(EXCERPTED PASSAGE):
The background facts and the issues in the proceedings

  1. The mother of the plaintiffs and of their older brother, Ryan (who was born in 1988), died on 10 October 2010. From that time, they were looked after by the deceased. At the time of the deceased’s death on 17 January 2014, the plaintiffs lived with him and were financially dependent on him. Jayson had just finished his Higher School Certificate and was intending to continue to live at home while he studied at Wollongong University. Wade had finished the School Certificate and intended to remain living at home while he completed school and obtained an apprenticeship as a carpenter. Tegan, who requires help with all aspects of daily living, was cared for by the deceased, with some assistance with showering from Catholic Care. Tegan worked as a packer in a supported environment for four days a week at Greenacres. The uncontroverted evidence was that Jayson and Wade would live at home for a few more years but that Tegan would continue to live with the deceased as long as he was able to look after her.

Consideration

  1. If the proceedings were to run to their conclusion, the issues which would need to be determined would include the following:

  1. whether the defendant was negligent in the deceased’s care; whether its negligence caused his death and, accordingly, whether it is liable under the Act to the plaintiffs;

  2. if so, whether the damages for which the defendant is liable extend to damages for the services which the deceased would have provided for the plaintiffs, but for his death; and

  3. the deceased’s life expectancy, but for the defendant’s negligence; and for what period the deceased would have been able to continue to provide the services to the plaintiffs, and, in particular, Tegan.

Whether the defendant will be liable to the plaintiffs

  1. If the first issues were answered in the negative, the plaintiffs would not be awarded any damages. If the second issue were decided in the negative, the plaintiffs’ damages would be relatively modest. If the third issue gave rise to a finding that the deceased’s life expectancy could be measured in a few years, this, too, would substantially affect the award of damages.

  2. As to the first issue, the plaintiffs rely on expert reports, including those of Dr Jones, a consultant colorectal surgeon who opined that the deceased was suffering from bowel obstruction and was in need of surgery which, had it been performed earlier, would have relieved his bowel obstruction and prevented bowel perforation and peritonitis which caused septic shock and cardiac arrest and led to his death. The defendant relies on s 5O, which provides for a defence to liability when a professional proves that the professional acted in a manner that, at the relevant time, was accepted in Australia by peer professional opinion as competent professional practice. The opinion of Dr Meagher, a colorectal surgeon, whose reports have been served by the defendant, supports this defence.

Whether loss of services is compensable

  1. As to the second issue, the parties have referred me to the decision of Davies J in Coote v Kelly; Northam v Kelly [2016] NSWSC 1447 (Coote) in which his Honour held that damages were not available for loss of services provided by the injured party in an action brought pursuant to the Compensation to Relatives Act because of the exclusion in s 15(2).

(TASK BRIEF):
Please copy the judgment excerpt again, starting at "2. if so, whether" and ending at "in particular, Tegan.", and rename "services" as "support" wherever it occurs.

(MATERIAL PROVIDED):
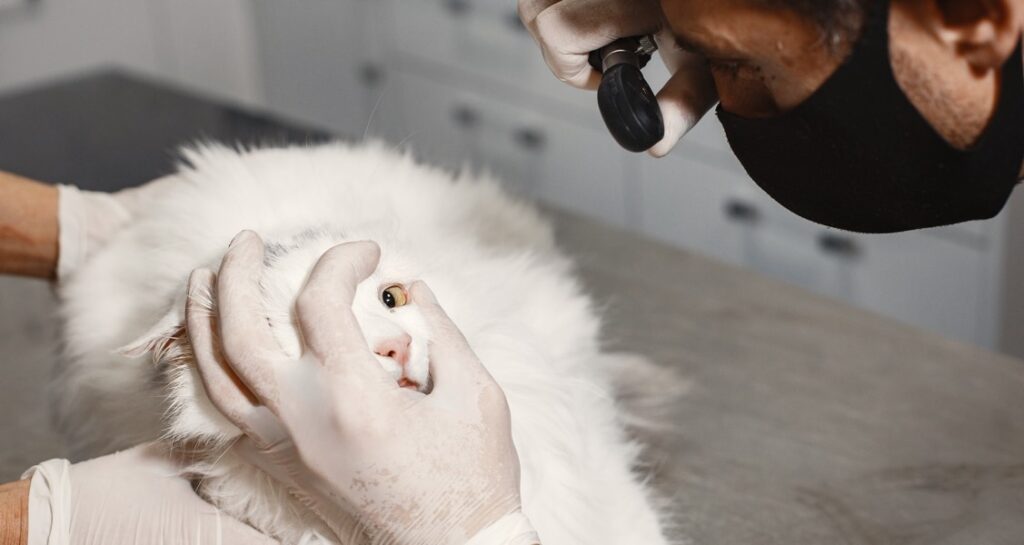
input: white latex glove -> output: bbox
[519,0,718,157]
[25,444,276,545]
[57,176,181,282]
[186,232,540,545]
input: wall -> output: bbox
[0,0,260,103]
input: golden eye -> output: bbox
[381,284,409,308]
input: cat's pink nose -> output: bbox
[374,333,413,367]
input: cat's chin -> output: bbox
[398,377,421,391]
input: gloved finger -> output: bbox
[527,0,663,89]
[217,230,282,407]
[185,268,288,449]
[409,282,497,397]
[516,0,560,32]
[296,241,397,388]
[647,46,718,157]
[231,437,367,543]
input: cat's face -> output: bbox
[261,233,430,391]
[120,227,431,438]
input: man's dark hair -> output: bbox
[761,0,870,46]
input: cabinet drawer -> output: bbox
[387,0,599,116]
[381,74,629,225]
[640,156,997,346]
[253,0,382,137]
[638,155,760,264]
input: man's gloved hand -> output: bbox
[27,444,276,545]
[519,0,718,157]
[186,232,540,545]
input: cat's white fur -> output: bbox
[54,143,679,545]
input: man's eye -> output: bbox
[381,284,409,308]
[708,58,742,75]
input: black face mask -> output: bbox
[718,1,1024,233]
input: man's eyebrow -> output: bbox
[672,34,705,55]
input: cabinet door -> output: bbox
[253,0,384,137]
[850,233,997,348]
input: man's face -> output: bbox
[662,0,1024,148]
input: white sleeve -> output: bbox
[466,511,541,545]
[22,459,72,545]
[57,185,131,283]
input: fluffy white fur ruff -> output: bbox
[54,143,679,545]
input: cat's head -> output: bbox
[121,230,430,438]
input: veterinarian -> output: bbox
[0,172,540,545]
[519,0,1024,233]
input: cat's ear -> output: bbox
[115,308,187,362]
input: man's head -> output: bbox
[662,0,1024,148]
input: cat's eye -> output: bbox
[381,284,409,308]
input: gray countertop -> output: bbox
[556,208,1024,545]
[0,75,1024,545]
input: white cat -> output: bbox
[54,143,668,545]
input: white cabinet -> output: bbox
[241,0,1002,347]
[253,0,388,137]
[381,73,632,225]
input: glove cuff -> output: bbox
[466,511,541,545]
[22,459,72,545]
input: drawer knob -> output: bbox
[505,9,529,34]
[512,128,547,152]
[725,199,761,223]
[452,106,480,129]
[359,62,384,87]
[818,233,860,259]
[443,0,469,16]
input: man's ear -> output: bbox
[931,0,1024,74]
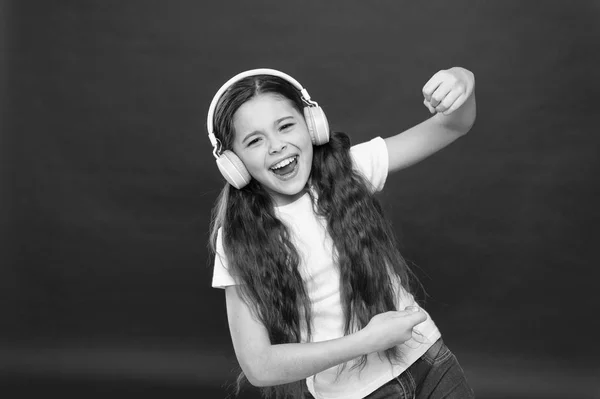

(RESPONSE TO THIS EXERCISE):
2. if so, whether the damages for which the defendant is liable extend to damages for the support which the deceased would have provided for the plaintiffs, but for his death; and

  3. the deceased’s life expectancy, but for the defendant’s negligence; and for what period the deceased would have been able to continue to provide the support to the plaintiffs, and, in particular, Tegan.